◆ Objective 1: Rewrite the e-petitions text starting at the words "Parliament. Photo credit: Stuart" and ending after "with 2,700 votes.", putting "referendum" in place of "plebiscite".

------ Quoted text ------

Posted on the 04 August 2011 by Periscope @periscopepost
E-petitions: Simply giving a voice to the crazy?

Parliament. Photo credit: Stuart Bryant


Sir George Young, Leader of the Commons, is on record as saying, “We do want to monitor it to see if we’ve got the threshold either too high or too low.” It is, of course, too early to tell whether the target of 100,000 votes is hopelessly ambitious or woefully too low as a mechanism for excluding what the Labour opposition have reportedly called “crazy ideas”.

Interestingly, it is often said that, by the plebiscite, most of us would vote for the reintroduction of capital punishment, however crazy that may be. Certainly, a Harris poll in the aftermath of the Baby “P” fiasco in 2009 showed that 54 percent favoured its return. That aside, it is perhaps significant that the most popular measure overall by 1800 BST, according to the BBC, was a proposal to prevent the reintroduction of the death penalty, with 2,700 votes.

The threshold is clearly important and there will be inevitably some barmy ideas. This is not, of course, the first time that e-petitions have been trailed. Tony Blair famously introduced a similar scheme following which 50,000 suggested that Jeremy Clarkson should become PM. A petition against road pricing was the most popular proposal with more than 1.8 million votes, leading to a government U-turn.

Experience, therefore, suggests that the most attractive ideas will be those pitched in the middle of the road. The death penalty debate has a long way to go before it reaches the magic number. If it does come close, however, arguably it does deserve a debate. The last time it was debated by MPs was in 1994 but, in honesty, the outcome is foregone: The UK’s signature on 1999 European Convention of Human Rights protocol probably precludes any movement on the issue.

------ Supplied records ------

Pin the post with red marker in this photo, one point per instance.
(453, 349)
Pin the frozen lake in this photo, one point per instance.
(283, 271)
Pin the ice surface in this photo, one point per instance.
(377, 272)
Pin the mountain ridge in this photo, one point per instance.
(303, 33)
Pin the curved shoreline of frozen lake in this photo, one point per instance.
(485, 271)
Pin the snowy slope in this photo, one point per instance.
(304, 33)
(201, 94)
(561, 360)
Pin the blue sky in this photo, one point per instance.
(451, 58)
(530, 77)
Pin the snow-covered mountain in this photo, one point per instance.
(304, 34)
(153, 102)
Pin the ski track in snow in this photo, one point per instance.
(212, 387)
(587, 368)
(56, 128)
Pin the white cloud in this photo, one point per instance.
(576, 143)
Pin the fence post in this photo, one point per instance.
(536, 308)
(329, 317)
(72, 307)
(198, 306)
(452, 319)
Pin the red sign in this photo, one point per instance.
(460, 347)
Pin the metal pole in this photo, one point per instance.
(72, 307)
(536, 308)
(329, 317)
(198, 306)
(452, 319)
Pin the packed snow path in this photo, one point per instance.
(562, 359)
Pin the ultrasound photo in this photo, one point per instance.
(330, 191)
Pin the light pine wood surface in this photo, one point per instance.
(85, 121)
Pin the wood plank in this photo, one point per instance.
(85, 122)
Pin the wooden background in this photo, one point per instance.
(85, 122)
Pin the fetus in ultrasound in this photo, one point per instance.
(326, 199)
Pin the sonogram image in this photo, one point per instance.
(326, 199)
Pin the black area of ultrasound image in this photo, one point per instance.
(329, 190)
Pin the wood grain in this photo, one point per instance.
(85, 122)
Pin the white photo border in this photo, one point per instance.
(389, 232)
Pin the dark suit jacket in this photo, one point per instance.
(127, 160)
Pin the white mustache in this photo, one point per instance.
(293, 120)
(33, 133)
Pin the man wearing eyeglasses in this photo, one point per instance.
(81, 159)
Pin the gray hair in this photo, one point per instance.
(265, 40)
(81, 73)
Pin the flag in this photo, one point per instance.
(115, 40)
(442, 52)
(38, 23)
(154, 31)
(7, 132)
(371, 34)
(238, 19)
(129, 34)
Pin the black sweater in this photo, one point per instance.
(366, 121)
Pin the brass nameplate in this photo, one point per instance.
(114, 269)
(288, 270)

------

◆ Objective 2: How many lines of the listing contain the string "image"? Case counts, and the reply should be the number alone.

◆ Full response 1:
Parliament. Photo credit: Stuart Bryant


Sir George Young, Leader of the Commons, is on record as saying, “We do want to monitor it to see if we’ve got the threshold either too high or too low.” It is, of course, too early to tell whether the target of 100,000 votes is hopelessly ambitious or woefully too low as a mechanism for excluding what the Labour opposition have reportedly called “crazy ideas”.

Interestingly, it is often said that, by the referendum, most of us would vote for the reintroduction of capital punishment, however crazy that may be. Certainly, a Harris poll in the aftermath of the Baby “P” fiasco in 2009 showed that 54 percent favoured its return. That aside, it is perhaps significant that the most popular measure overall by 1800 BST, according to the BBC, was a proposal to prevent the reintroduction of the death penalty, with 2,700 votes.

◆ Full response 2: 2